------ Items ------
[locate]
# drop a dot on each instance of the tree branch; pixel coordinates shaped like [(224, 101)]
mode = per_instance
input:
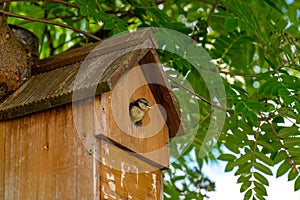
[(199, 96), (212, 11), (50, 22), (56, 1)]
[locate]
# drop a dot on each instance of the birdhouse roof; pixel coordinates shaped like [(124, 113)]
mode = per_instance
[(53, 80)]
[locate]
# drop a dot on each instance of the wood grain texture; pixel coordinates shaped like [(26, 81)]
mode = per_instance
[(2, 159), (45, 158), (123, 176), (151, 140)]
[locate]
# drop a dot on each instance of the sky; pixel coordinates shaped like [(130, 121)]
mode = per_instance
[(227, 188)]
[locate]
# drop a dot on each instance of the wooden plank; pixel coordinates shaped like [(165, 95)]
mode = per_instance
[(151, 141), (2, 159), (46, 149), (88, 168), (123, 176)]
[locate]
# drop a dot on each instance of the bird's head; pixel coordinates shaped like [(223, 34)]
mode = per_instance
[(144, 104)]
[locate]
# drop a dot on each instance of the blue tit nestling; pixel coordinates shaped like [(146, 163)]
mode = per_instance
[(137, 110)]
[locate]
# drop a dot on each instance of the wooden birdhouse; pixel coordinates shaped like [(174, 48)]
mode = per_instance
[(67, 132)]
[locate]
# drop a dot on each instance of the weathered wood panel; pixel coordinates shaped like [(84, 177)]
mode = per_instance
[(124, 176), (2, 161), (45, 158), (152, 139)]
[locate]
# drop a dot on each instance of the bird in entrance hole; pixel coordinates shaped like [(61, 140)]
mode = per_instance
[(137, 110)]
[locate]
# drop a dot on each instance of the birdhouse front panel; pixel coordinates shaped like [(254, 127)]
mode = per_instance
[(90, 123), (45, 159), (150, 138)]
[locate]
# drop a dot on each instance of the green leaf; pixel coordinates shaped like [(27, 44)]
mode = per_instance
[(239, 107), (280, 157), (248, 194), (265, 145), (229, 167), (264, 75), (297, 184), (230, 24), (244, 177), (278, 119), (283, 168), (253, 117), (260, 189), (227, 157), (243, 159), (292, 175), (291, 141), (259, 177), (262, 157), (244, 169), (246, 184), (273, 5), (283, 92), (263, 168), (287, 131)]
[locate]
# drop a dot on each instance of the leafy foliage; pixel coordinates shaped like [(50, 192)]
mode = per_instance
[(255, 45)]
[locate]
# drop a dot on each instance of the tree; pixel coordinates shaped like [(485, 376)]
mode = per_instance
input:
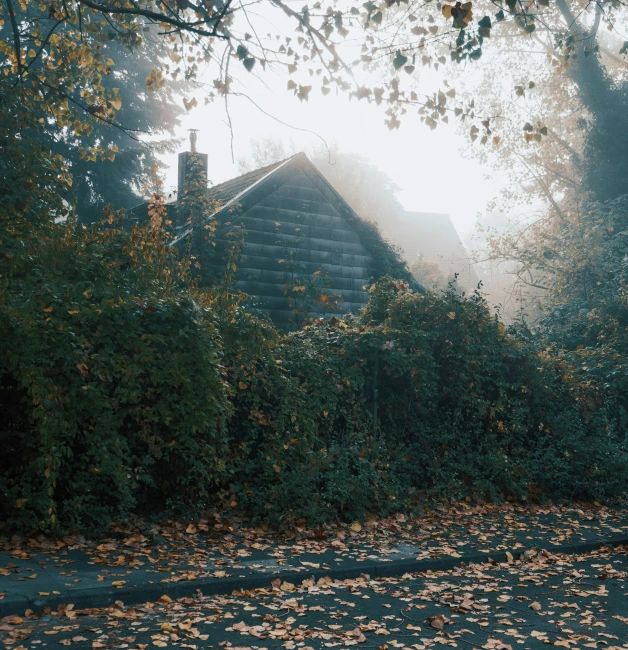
------
Direction >>
Count the lines in the listing above that contain the string "panel", treating uppercase and lowercase as different, and give only the number.

Answer for the task >>
2